##### Data supplied

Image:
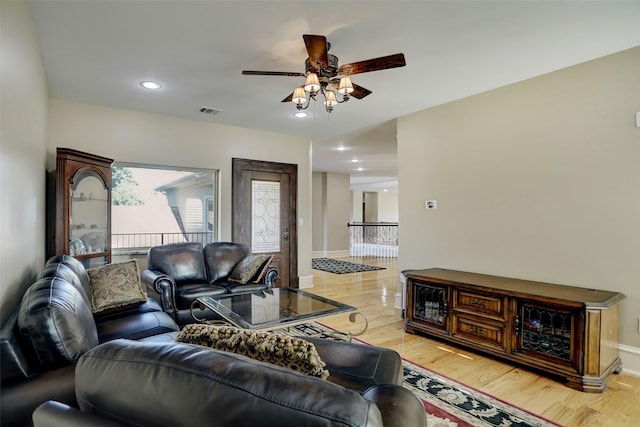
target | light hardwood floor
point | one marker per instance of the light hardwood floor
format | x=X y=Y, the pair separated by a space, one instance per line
x=373 y=294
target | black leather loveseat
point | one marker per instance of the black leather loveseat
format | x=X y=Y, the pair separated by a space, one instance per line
x=178 y=273
x=124 y=383
x=53 y=326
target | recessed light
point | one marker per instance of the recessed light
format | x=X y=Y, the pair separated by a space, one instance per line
x=150 y=85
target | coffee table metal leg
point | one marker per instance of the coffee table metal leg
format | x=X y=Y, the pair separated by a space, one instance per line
x=201 y=307
x=352 y=319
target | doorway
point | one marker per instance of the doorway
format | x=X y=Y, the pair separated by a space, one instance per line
x=264 y=213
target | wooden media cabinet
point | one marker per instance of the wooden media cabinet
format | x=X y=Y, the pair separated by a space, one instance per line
x=566 y=331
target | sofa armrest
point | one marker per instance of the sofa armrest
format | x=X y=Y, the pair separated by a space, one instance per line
x=163 y=287
x=271 y=276
x=56 y=414
x=398 y=406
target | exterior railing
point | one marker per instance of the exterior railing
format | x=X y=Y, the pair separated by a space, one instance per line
x=373 y=239
x=147 y=240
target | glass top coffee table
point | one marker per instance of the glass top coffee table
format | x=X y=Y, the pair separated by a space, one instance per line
x=274 y=308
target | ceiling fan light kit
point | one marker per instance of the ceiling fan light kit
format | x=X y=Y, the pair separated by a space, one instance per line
x=322 y=71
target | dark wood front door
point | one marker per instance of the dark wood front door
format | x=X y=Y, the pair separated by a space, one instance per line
x=264 y=213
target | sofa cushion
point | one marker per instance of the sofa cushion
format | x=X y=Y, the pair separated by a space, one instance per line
x=13 y=364
x=56 y=322
x=247 y=268
x=64 y=271
x=290 y=352
x=77 y=267
x=184 y=262
x=181 y=385
x=116 y=285
x=221 y=259
x=136 y=326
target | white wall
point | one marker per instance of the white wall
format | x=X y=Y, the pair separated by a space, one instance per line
x=387 y=207
x=332 y=206
x=24 y=105
x=538 y=180
x=134 y=137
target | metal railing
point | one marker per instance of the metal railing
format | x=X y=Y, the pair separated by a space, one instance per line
x=373 y=239
x=148 y=240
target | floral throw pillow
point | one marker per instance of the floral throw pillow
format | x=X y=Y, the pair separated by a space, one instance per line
x=247 y=268
x=282 y=350
x=116 y=285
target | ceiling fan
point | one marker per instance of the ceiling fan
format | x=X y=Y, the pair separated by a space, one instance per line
x=322 y=71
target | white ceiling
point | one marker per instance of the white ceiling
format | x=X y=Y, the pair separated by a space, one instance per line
x=98 y=51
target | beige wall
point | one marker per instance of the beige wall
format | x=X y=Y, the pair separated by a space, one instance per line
x=133 y=137
x=24 y=106
x=331 y=214
x=319 y=214
x=387 y=207
x=538 y=180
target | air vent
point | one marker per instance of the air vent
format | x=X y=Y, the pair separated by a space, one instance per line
x=208 y=110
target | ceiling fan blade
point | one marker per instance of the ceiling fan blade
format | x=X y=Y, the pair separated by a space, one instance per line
x=272 y=73
x=358 y=91
x=288 y=98
x=317 y=50
x=375 y=64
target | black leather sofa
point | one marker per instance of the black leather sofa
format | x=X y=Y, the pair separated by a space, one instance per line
x=123 y=383
x=53 y=327
x=178 y=273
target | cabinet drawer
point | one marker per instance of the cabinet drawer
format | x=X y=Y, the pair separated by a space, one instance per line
x=493 y=305
x=481 y=332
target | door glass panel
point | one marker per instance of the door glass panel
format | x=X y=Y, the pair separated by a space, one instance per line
x=265 y=216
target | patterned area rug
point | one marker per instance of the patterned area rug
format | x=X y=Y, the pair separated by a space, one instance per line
x=448 y=403
x=340 y=267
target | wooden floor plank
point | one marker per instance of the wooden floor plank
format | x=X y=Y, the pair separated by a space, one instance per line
x=374 y=292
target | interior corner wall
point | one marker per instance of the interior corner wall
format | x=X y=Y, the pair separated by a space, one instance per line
x=25 y=109
x=370 y=206
x=332 y=212
x=537 y=180
x=135 y=137
x=318 y=215
x=387 y=207
x=356 y=205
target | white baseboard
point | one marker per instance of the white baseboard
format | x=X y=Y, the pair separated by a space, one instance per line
x=305 y=282
x=339 y=254
x=630 y=357
x=398 y=303
x=332 y=254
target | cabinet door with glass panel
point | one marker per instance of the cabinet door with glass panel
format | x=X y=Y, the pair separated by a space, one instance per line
x=83 y=207
x=428 y=306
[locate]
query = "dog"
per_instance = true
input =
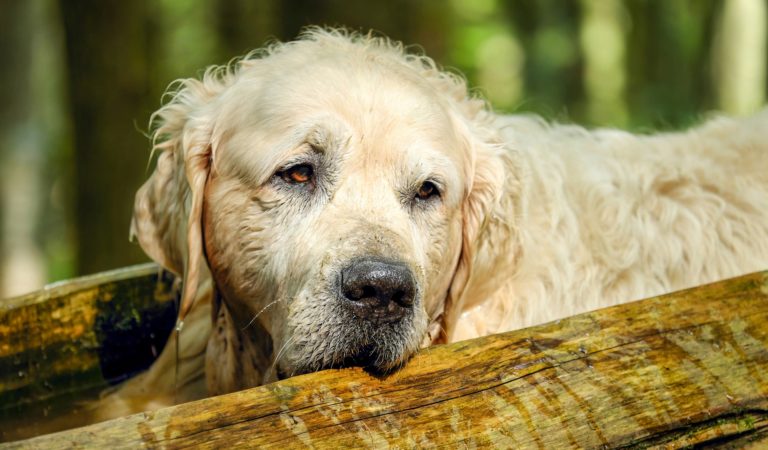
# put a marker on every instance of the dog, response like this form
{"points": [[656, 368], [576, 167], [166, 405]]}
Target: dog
{"points": [[338, 201]]}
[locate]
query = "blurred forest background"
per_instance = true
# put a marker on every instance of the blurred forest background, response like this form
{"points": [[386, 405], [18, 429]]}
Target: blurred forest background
{"points": [[80, 79]]}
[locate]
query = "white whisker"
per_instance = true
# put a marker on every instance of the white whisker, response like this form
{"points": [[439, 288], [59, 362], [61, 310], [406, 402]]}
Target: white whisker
{"points": [[259, 313]]}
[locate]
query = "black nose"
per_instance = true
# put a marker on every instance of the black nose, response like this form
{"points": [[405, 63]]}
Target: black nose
{"points": [[379, 290]]}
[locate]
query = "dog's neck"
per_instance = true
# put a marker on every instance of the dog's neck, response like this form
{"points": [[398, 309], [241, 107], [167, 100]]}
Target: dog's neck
{"points": [[237, 357]]}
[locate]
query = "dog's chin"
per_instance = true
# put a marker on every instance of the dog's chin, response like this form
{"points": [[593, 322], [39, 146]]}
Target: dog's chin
{"points": [[367, 357]]}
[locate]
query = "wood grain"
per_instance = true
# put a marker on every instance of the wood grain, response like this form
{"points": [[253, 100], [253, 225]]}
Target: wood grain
{"points": [[674, 371], [64, 344]]}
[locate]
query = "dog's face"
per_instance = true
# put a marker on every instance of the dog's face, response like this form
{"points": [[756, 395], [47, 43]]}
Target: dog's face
{"points": [[333, 211], [333, 186]]}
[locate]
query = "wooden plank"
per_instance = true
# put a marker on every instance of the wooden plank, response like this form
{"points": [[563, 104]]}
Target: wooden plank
{"points": [[678, 370], [66, 343]]}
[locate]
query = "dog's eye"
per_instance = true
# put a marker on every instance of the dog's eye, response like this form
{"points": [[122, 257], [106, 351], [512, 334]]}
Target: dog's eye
{"points": [[427, 190], [298, 174]]}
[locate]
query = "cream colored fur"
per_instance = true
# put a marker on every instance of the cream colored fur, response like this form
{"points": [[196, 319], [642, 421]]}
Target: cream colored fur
{"points": [[536, 221]]}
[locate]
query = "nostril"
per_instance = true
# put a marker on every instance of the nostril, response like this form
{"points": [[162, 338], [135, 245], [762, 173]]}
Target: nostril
{"points": [[381, 288], [402, 298], [355, 292]]}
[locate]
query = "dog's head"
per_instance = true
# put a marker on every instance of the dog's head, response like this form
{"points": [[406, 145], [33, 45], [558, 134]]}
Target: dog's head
{"points": [[334, 186]]}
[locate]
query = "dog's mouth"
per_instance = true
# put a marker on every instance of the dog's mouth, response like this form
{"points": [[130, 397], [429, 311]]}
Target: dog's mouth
{"points": [[370, 357]]}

##########

*Task brief*
Report the lines above that contain "doorway".

*Exercise response*
target | doorway
point | one marker per instance of the doorway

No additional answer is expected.